• Texto de leitura
•••
O quanto vale a demora, como julgar a dinâmica das instâncias do Estado brasileiro acima referidas, o quanto recursos públicos são objeto de brincadeiras e joguetes para futilidades enquanto os dramas mais fundamentais passam longe da prioridade, deixo que os leitores avaliem. Este não é um artigo para criticar e descascar, como tantos que já lemos e escrevemos. Desta vez, gostaríamos de dividir com os leitores um bom exemplo. Se as liminares, ações, serviços públicos e burocracias se retardam, que fazer? Os pais de Francisco tomaram uma decisão: tentar a solidariedade verdadeira, a caridade legítima, como diria o grande liberal Frédéric Bastiat – aquela que não se confunde, de maneira alguma, com socialismo.

Uma única dose do medicamento custa R$ 478, 5 mil, JÁ COM IMPOSTOS – sempre eles, os famigerados impostos. O paciente precisa tomar seis no primeiro ano de tratamento. A família iniciou então a campanha AME Francisco, idealizando uma série ampla de iniciativas para arrecadar os fundos necessários.  Clarice Boechat, uma das porta-vozes da campanha, disse ao site Cleofas, que noticia o apoio de católicos de Petrópolis à mobilização, que a iniciativa “surgiu a partir do conhecimento da campanha de um menino chamado Joaquim, em Ribeirão Preto, que tem a mesma doença e já está em tratamento, “respondendo positivamente”. “Comecei a dar uma estudada sobre como estas campanhas para arrecadação de dinheiro para esse tipo de medicamento no Brasil foram funcionando”, ela complementou, “Aqui, como estamos em uma cidade bem menor do que Ribeirão Preto, para alcançar o resultado parecido ao que o Joaquim alcançou em um dia, que foi R$ 75 mil, resolvemos ampliar a ideia e pensamos em pedir o apoio e a autorização da Concer para fazer esta ação lá no pedágio”.
•••
Prolongue o texto sobre a campanha AME Francisco, dando-lhe sequência a partir de sua última frase. As linhas apresentadas não guardam relação alguma com o texto.

• Material extraído
•••
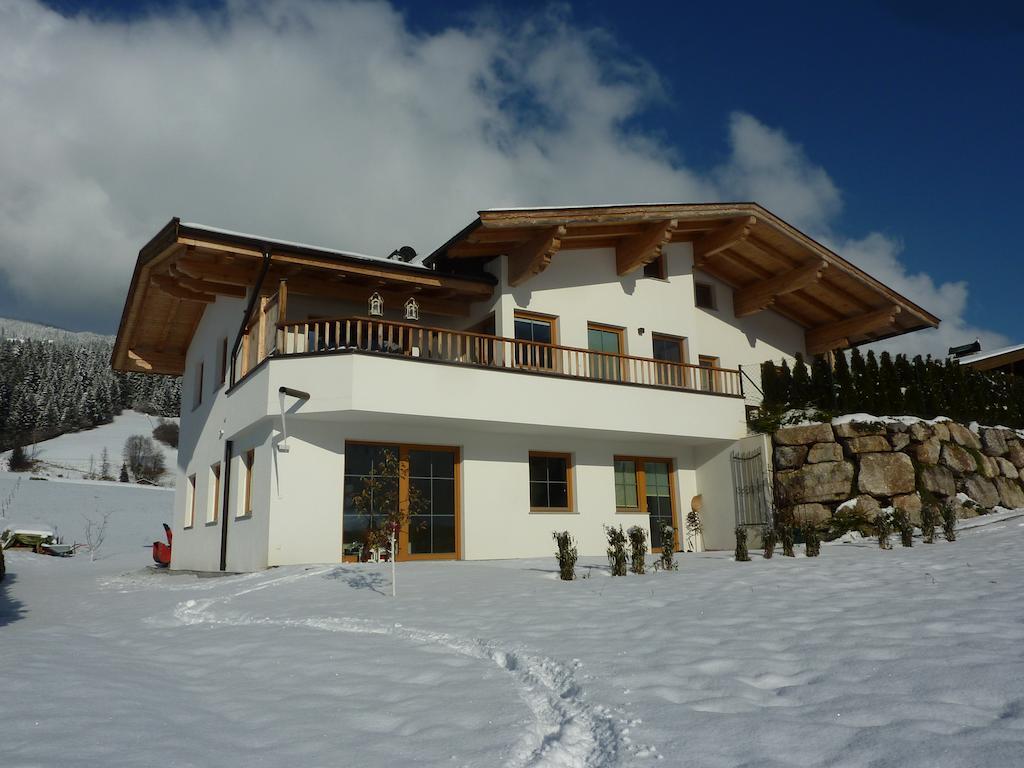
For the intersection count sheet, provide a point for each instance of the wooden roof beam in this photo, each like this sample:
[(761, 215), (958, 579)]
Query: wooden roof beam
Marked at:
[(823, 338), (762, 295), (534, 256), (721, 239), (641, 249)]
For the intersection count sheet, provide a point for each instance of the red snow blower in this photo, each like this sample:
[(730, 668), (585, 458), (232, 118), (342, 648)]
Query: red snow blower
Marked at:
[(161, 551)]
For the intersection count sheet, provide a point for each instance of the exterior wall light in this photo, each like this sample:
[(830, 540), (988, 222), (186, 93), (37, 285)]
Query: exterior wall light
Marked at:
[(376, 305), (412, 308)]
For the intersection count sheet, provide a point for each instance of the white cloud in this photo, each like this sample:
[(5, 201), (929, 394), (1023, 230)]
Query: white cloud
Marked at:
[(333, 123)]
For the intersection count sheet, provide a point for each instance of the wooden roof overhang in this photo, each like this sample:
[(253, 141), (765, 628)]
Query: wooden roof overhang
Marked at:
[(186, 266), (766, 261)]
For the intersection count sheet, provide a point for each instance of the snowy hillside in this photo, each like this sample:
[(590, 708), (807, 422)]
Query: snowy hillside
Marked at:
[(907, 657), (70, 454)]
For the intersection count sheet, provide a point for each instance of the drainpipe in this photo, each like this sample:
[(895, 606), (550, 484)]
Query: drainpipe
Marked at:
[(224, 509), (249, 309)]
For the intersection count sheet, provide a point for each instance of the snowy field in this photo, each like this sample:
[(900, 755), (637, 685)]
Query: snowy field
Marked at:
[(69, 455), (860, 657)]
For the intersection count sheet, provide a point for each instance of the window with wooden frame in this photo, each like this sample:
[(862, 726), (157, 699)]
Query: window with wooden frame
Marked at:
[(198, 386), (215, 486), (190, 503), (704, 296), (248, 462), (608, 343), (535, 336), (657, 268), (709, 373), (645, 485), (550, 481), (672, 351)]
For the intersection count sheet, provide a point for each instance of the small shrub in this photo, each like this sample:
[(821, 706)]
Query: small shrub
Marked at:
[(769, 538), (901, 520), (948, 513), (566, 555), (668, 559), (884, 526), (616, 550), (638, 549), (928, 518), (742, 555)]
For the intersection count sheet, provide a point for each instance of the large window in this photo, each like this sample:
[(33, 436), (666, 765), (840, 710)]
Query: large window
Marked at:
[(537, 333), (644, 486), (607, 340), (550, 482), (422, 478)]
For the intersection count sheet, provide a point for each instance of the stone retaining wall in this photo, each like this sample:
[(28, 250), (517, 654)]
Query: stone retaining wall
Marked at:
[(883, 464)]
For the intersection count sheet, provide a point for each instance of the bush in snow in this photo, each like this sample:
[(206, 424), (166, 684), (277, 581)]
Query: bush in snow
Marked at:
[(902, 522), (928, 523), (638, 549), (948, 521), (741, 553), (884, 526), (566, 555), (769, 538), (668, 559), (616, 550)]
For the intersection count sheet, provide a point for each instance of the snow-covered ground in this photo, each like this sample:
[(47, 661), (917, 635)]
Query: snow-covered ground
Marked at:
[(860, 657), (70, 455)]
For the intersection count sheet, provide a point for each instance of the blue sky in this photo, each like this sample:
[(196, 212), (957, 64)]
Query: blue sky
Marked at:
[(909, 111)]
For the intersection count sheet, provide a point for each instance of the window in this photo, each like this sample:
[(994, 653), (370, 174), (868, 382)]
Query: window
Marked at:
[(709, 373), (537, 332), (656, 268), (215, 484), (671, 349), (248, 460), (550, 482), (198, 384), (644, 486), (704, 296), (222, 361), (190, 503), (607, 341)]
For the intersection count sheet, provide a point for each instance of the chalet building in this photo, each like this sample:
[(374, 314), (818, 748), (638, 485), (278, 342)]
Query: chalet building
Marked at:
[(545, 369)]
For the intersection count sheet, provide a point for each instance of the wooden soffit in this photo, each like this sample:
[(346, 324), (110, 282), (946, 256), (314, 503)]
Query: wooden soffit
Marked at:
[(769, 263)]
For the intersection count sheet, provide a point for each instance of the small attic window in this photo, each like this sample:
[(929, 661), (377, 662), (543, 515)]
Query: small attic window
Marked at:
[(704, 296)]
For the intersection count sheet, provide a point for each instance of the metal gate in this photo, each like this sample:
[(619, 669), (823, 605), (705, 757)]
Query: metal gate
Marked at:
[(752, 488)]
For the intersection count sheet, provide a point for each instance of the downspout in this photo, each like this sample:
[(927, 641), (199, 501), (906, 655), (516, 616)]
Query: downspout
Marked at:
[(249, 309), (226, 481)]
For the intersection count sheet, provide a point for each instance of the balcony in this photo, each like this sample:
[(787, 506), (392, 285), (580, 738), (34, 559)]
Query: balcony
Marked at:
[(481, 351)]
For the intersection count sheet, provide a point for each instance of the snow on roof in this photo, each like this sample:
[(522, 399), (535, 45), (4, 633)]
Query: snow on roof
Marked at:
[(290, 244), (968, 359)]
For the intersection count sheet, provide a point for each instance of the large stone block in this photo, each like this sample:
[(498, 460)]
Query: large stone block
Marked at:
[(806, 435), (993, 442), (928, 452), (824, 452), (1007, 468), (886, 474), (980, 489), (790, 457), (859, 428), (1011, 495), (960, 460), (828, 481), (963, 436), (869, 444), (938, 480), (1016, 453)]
•••
• Resposta abaixo
A ação a que ela se refere é um pedágio solidário no dia 10 de setembro, autorizado pela empresa concessionária que administra a via BR040, em Xerém-Duque de Caxias. O pedido foi feito com o reforço prodigioso da assinatura de diversas autoridades religiosas e civis, entre as quais aparece o Bispo da Diocese de Petrópolis, Dom Gregório Paixão.

No último dia 17 de agosto, a Catedral de Petrópolis realizou um chá beneficente no salão paroquial em favor de Francisco, com venda de rifas e ingressos; a campanha já atraiu os jogadores da Seleção Brasileira de Futebol de Areia, permitindo a realização de uma rifa de uma camisa autografada por todos eles; os jogadores do Flamengo, com a camisa autografada do jogador Diego também sendo rifada; o piloto Rubens Barrichello, que também rifou uma camisa; um show beneficente; feijoada; entre muitas outras atividades em prol da vida do bebê.

São empresas, entidades religiosas, associações desportivas e indivíduos, se mobilizando para uma causa realmente nobre, que o Estado, até o momento, não conseguiu chegar perto de solucionar. Para a bandeira mais importante que pode haver no mundo: uma vida humana. Para facultar a essa vida o seu direito de tentar sobreviver.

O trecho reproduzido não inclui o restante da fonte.